GIVEN INSTRUCTION :: Copy every record below exactly as written, but leave out the pictures.

SUPPLIED INFORMATION ::
----------
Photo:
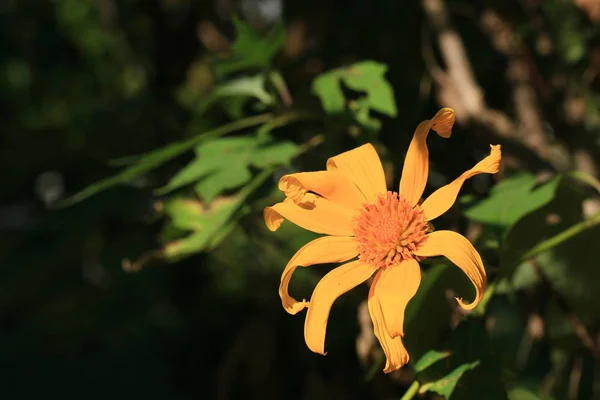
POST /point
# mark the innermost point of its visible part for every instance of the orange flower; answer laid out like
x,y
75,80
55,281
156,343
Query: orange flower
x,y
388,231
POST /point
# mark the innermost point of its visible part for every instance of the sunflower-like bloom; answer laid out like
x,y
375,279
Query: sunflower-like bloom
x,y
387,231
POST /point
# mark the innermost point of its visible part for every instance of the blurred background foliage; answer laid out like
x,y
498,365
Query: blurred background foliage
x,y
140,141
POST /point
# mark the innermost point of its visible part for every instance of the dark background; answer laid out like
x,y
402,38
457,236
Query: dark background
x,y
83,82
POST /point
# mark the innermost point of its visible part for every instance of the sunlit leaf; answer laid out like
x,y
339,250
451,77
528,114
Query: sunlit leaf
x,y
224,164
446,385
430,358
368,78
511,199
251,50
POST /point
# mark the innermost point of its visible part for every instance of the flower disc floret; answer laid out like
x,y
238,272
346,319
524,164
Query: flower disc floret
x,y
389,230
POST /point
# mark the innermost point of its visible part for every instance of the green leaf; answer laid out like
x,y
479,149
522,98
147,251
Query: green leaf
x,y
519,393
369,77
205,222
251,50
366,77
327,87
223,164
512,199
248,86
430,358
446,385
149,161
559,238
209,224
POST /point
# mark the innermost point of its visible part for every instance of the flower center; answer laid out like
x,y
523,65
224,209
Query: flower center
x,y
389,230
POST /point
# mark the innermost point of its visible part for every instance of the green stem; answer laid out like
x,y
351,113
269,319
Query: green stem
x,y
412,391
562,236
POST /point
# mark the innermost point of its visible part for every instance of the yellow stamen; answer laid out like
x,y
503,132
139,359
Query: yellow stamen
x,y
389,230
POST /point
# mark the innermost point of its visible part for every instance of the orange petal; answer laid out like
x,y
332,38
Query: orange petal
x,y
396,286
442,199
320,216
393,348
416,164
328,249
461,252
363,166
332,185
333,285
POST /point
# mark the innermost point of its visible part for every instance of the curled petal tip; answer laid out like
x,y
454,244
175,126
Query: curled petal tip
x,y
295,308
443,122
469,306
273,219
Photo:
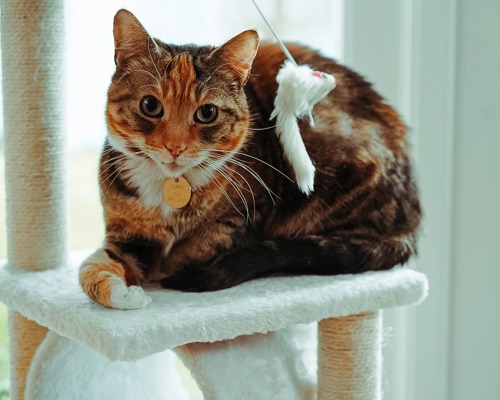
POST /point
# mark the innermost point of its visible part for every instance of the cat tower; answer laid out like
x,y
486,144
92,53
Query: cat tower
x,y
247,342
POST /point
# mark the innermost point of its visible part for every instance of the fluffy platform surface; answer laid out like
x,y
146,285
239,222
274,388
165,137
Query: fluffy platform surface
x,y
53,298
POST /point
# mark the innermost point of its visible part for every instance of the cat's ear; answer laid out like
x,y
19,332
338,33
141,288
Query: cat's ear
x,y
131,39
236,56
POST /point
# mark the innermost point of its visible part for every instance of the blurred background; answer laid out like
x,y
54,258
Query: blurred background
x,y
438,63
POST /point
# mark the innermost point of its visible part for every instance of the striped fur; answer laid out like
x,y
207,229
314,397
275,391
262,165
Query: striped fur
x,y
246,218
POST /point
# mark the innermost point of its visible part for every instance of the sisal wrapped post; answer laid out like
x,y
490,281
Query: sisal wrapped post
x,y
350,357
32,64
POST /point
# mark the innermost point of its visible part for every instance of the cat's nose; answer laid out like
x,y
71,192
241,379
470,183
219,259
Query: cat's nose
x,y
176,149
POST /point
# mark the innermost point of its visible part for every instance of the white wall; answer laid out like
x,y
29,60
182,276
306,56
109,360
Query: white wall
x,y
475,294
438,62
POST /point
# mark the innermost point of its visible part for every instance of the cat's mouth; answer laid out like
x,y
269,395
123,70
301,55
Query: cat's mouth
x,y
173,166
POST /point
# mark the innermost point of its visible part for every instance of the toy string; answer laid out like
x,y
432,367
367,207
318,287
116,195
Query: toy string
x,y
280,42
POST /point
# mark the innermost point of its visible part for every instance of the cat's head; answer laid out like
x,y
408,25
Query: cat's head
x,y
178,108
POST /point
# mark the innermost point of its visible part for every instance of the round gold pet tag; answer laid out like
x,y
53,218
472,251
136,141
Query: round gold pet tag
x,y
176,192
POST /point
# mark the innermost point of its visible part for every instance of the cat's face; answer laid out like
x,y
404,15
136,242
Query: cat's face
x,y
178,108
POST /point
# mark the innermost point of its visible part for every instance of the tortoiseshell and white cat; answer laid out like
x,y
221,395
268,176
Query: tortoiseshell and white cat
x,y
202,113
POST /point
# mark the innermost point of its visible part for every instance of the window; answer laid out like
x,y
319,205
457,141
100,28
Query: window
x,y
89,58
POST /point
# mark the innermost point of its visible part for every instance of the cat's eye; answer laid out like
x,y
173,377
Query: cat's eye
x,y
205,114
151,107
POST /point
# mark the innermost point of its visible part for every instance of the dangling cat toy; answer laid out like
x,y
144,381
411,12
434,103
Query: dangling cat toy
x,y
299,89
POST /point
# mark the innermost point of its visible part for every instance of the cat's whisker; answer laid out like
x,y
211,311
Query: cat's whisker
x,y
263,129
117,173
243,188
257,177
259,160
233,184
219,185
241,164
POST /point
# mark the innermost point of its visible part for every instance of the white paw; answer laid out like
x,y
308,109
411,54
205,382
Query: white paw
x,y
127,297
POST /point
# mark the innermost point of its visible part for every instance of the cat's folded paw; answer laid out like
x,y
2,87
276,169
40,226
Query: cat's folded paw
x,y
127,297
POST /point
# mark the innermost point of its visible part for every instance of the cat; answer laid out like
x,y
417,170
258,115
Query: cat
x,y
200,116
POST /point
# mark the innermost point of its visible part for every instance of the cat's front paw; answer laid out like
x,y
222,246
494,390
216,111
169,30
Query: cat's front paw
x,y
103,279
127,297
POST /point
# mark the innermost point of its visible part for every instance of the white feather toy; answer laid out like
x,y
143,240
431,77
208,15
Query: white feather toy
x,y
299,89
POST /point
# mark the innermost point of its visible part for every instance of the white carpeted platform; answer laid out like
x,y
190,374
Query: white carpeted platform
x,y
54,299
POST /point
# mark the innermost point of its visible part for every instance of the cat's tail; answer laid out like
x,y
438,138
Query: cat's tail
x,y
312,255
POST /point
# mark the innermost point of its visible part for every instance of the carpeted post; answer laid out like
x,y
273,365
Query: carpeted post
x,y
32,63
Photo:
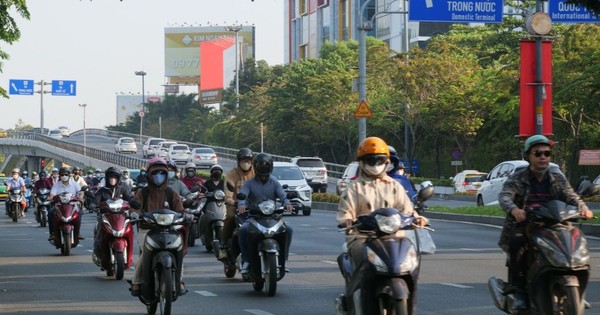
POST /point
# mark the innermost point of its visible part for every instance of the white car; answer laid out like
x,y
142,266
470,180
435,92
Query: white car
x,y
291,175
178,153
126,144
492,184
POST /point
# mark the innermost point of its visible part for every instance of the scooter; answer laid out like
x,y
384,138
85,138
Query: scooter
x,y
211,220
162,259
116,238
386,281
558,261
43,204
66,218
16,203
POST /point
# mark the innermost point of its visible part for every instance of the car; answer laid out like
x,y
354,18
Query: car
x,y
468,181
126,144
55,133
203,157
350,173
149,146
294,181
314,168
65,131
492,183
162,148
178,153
----------
WRITTEN RESPONSE ::
Photo:
POST /point
# mark the innermost point of its visible part for every instance of the orange flower; answer laid out like
x,y
75,80
55,281
156,343
Query: orange flower
x,y
388,231
POST /point
# mark the innermost point of its visible part for every instance of the sunflower-like bloom; answer laid out like
x,y
375,279
Query: sunflower-like bloom
x,y
387,231
POST /point
# mark the innermost point of its visible part for every instance of the blurred background foliage; answer laid out like
x,y
498,365
Query: blurred background foliage
x,y
140,141
POST /point
# mark the innermost point of its visible part for every instance of the dark background; answer laid out like
x,y
402,38
457,236
Query: dark background
x,y
83,82
POST /point
# mark the innermost point of its visible part for every instance of the sunlit leaf; answer laid out like
x,y
339,250
451,77
528,114
Query: sunlit leaf
x,y
224,164
446,385
430,358
368,78
511,199
251,50
POST /point
# mark the innermost point of its visible part for every instance of the flower disc floret; answer laid out like
x,y
238,272
346,319
524,164
Query: flower disc floret
x,y
389,230
POST /point
# mark the innermost point of its visible part for every instance of the green leaf; answer laid out like
x,y
479,149
522,98
147,251
Query: green leaf
x,y
519,393
369,77
205,222
251,50
366,77
327,87
223,164
512,199
248,86
430,358
446,385
149,161
559,238
209,224
POST /point
# mark the innermost point of its visible part for every instance of the flower center; answer laid out like
x,y
523,65
224,209
Query: flower center
x,y
389,230
POST /point
# mark the innermost point of its visible part for every instance of the green stem; answer laid out like
x,y
351,113
269,319
Query: green stem
x,y
412,391
562,236
POST /point
# mark the innermost point of its visible part for every instance of the yellow stamen; answer laid out like
x,y
503,132
139,359
Query: yellow stamen
x,y
389,230
POST /point
# mark the innermost point of its visible part for every instance of the orange petal; answer laid out like
x,y
332,38
Query: orange petal
x,y
396,286
442,199
320,216
393,348
416,164
328,249
461,252
363,166
332,185
333,285
POST /point
# mark the innermost point of its visible part for every instance of the curled petal tip; answer laid out like
x,y
454,244
175,126
Query: curled petal tip
x,y
295,308
443,122
469,306
273,219
Photo:
POST /point
# mark the innermost point of its visible part for every instance of the cat tower; answer laid out like
x,y
486,144
92,53
Query: cat tower
x,y
247,342
POST /point
# mark the innermost point of its visible part for every instance of the fluffy platform surface; answer laid out like
x,y
146,285
239,222
274,388
165,137
Query: fluffy platform surface
x,y
53,298
POST /point
# mark the innermost point of its visible part for every instance of the cat's ear; answer laid out like
x,y
19,332
338,33
141,288
Query: cat's ear
x,y
131,39
236,56
POST /point
# mark the innermost point of its visible part for every instance of the blurred background; answer laid out like
x,y
54,258
Query: blurred background
x,y
438,63
POST /point
# mark the innermost point of its visible part for every instance of the striped fur; answer laid out like
x,y
207,229
314,397
275,391
262,165
Query: striped fur
x,y
246,218
POST /point
# mark the innermost point of its visible part for every instance of the sisal wrapped post; answer laid out like
x,y
490,281
Query: sisal wrapped post
x,y
350,357
32,64
POST /point
# mark the innermost point of its visible part for every instance of the cat's nose; answer laid out like
x,y
71,192
241,379
470,183
219,259
Query: cat's nose
x,y
176,149
POST /point
# mark the innermost point of its visible part for every instance of the white wall; answer laid out like
x,y
29,60
182,276
306,56
109,360
Query: white wall
x,y
475,294
438,62
POST /point
# mark the innermost point of its visible part for every instance of the cat's mouth; answer laid out like
x,y
269,395
123,70
301,55
Query: cat's mouth
x,y
173,166
POST /point
# mark the innermost point of its visible part for every instance of the toy string; answer laid out like
x,y
432,367
367,207
318,287
116,195
Query: toy string
x,y
280,42
POST /point
# mark the innermost point of its visible part for every instance of the cat's head; answer laid out like
x,y
408,25
Query: cat's head
x,y
178,108
POST /point
# mark the innermost point of its visible part for every instance of the round gold pet tag; answer laid out like
x,y
53,218
472,251
136,141
Query: round gold pet tag
x,y
176,192
POST /point
# mark the innermost point of its visible part for every instance of the cat's face; answer laid out like
x,y
404,15
136,242
Query: cat's face
x,y
178,108
POST /point
# mark the innermost point of its visible part for every instance of the tortoiseshell and white cat; answer laid out like
x,y
221,395
268,176
Query: tortoiseshell and white cat
x,y
202,113
POST /point
# mark the innermost point of its visible part for every instance of the window; answer laid out like
x,y
319,205
457,141
100,28
Query: window
x,y
89,58
POST /point
# mark the innermost point of its visible part for every instance of the cat's eye; answer laid out like
x,y
173,377
Query: cat's eye
x,y
205,114
151,107
POST /point
# mark the innermost point of its visible part for every instance of the dangling cat toy; answer laid out like
x,y
144,381
411,12
434,103
Query: dangling cat toy
x,y
299,89
POST /point
# mark the innermost point of its visible part for every instance of the cat's whisker; answer laid out like
x,y
211,311
Query: cat's whisker
x,y
263,129
117,173
243,188
257,177
259,160
233,184
219,185
241,164
POST /point
# mark the innermost point of its visible part for every instance of the white paw; answer laid out like
x,y
308,109
411,54
205,382
Query: white paw
x,y
127,297
POST /point
# mark the innermost point of its visible part for every instance of the cat's folded paw; answer laid out like
x,y
2,87
276,169
40,226
Query: cat's folded paw
x,y
127,297
POST /point
# mark the innermost point of its visible part for every instance of the cat; answer laid out like
x,y
417,170
258,115
Query: cat
x,y
200,116
POST /point
# mark the innermost point of its visible part for every instance of the cat's front paw; answer laid out like
x,y
222,246
494,390
216,111
169,30
Query: cat's front paw
x,y
103,279
127,297
POST /point
# mark the innermost point of its visible part for every instance of the white feather toy; answer laid out like
x,y
143,240
431,77
208,15
Query: white feather toy
x,y
299,89
POST /point
# mark the innermost point of its visible part for every instance of the white carpeted platform; answer laid out like
x,y
190,374
Query: white carpeted platform
x,y
54,299
POST /point
# mark the innermost point of its visible part for every instance of the cat's tail; answer laid out like
x,y
438,138
Query: cat's tail
x,y
312,255
POST /point
# mark the innermost point of its visible part for every instance of the carpeted post; answer laid out like
x,y
273,365
Query: carpeted post
x,y
32,63
Photo:
POST /point
# mark the innermost point of its visible part for every instance of the white car; answer laid out like
x,y
142,266
470,180
435,92
Query: white car
x,y
291,175
178,153
126,144
492,184
POST /point
# mark the innermost point of its visible part for every instance of the scooter; answer laid out like
x,y
384,138
85,138
Query: scooter
x,y
211,220
162,259
116,238
386,281
558,261
43,204
66,218
16,203
POST /point
# mark the innermost point of its visible part for every instance of the car; answer laid out like
x,y
354,18
Query: car
x,y
468,181
126,144
55,133
203,157
350,173
149,146
294,181
314,168
65,131
492,183
162,148
178,153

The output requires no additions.